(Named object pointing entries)
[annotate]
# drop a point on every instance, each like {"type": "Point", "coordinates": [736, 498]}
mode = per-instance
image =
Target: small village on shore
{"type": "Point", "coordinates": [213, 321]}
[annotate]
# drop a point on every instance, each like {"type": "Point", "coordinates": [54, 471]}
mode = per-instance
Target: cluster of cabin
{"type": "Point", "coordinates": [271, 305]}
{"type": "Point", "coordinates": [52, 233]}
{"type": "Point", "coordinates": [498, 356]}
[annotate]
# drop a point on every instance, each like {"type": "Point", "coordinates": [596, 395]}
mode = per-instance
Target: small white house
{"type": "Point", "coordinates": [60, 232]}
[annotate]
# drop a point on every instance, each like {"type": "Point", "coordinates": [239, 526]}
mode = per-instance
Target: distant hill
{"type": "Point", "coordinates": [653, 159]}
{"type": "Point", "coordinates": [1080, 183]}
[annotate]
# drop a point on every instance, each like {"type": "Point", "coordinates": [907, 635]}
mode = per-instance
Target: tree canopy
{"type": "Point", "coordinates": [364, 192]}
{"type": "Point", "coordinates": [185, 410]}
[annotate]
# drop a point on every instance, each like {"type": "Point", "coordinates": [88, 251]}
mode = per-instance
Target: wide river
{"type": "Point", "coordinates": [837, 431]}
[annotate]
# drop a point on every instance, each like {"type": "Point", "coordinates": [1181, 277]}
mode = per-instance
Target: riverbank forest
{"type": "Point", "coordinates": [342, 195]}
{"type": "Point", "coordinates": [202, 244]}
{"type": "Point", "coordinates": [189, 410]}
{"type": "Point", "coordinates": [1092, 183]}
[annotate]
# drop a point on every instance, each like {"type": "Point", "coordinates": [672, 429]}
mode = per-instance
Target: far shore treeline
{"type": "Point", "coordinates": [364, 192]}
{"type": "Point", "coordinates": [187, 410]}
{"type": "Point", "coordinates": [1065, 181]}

WRITTEN TASK:
Present every line of the records above as a numbered list, omitting any blank lines.

SOLUTION TO THIS TASK:
1. [annotate]
2. # drop a point on every instance, each like {"type": "Point", "coordinates": [736, 498]}
3. mode = per-instance
4. image =
5. Target: small village on shore
6. {"type": "Point", "coordinates": [213, 321]}
7. [annotate]
8. # drop a point on every instance, each like {"type": "Point", "coordinates": [54, 471]}
9. mode = per-instance
10. Target: cluster of cabin
11. {"type": "Point", "coordinates": [271, 305]}
12. {"type": "Point", "coordinates": [52, 233]}
13. {"type": "Point", "coordinates": [498, 356]}
14. [annotate]
15. # drop a point on every instance, each like {"type": "Point", "coordinates": [596, 395]}
16. mode = per-instance
17. Target: small white house
18. {"type": "Point", "coordinates": [60, 232]}
19. [annotate]
20. # drop a point on every instance, each like {"type": "Point", "coordinates": [239, 526]}
21. mode = per-instance
22. Target: distant hill
23. {"type": "Point", "coordinates": [653, 159]}
24. {"type": "Point", "coordinates": [1080, 183]}
25. [annotate]
26. # drop a point on every instance, each like {"type": "Point", "coordinates": [907, 635]}
27. mode = per-instance
28. Target: tree canopy
29. {"type": "Point", "coordinates": [364, 192]}
30. {"type": "Point", "coordinates": [185, 410]}
31. [annotate]
32. # drop a point on every instance, each like {"type": "Point", "coordinates": [88, 251]}
33. mode = per-instance
34. Target: wide river
35. {"type": "Point", "coordinates": [837, 431]}
36. [annotate]
37. # drop a point on every instance, each like {"type": "Point", "coordinates": [1181, 277]}
38. mode = per-instance
39. Target: riverbank forest
40. {"type": "Point", "coordinates": [342, 195]}
41. {"type": "Point", "coordinates": [202, 244]}
42. {"type": "Point", "coordinates": [189, 410]}
43. {"type": "Point", "coordinates": [1092, 183]}
44. [annotate]
45. # drop a point on every instance, each like {"type": "Point", "coordinates": [672, 429]}
46. mode = per-instance
47. Target: far shore treeline
48. {"type": "Point", "coordinates": [364, 192]}
49. {"type": "Point", "coordinates": [187, 410]}
50. {"type": "Point", "coordinates": [1065, 181]}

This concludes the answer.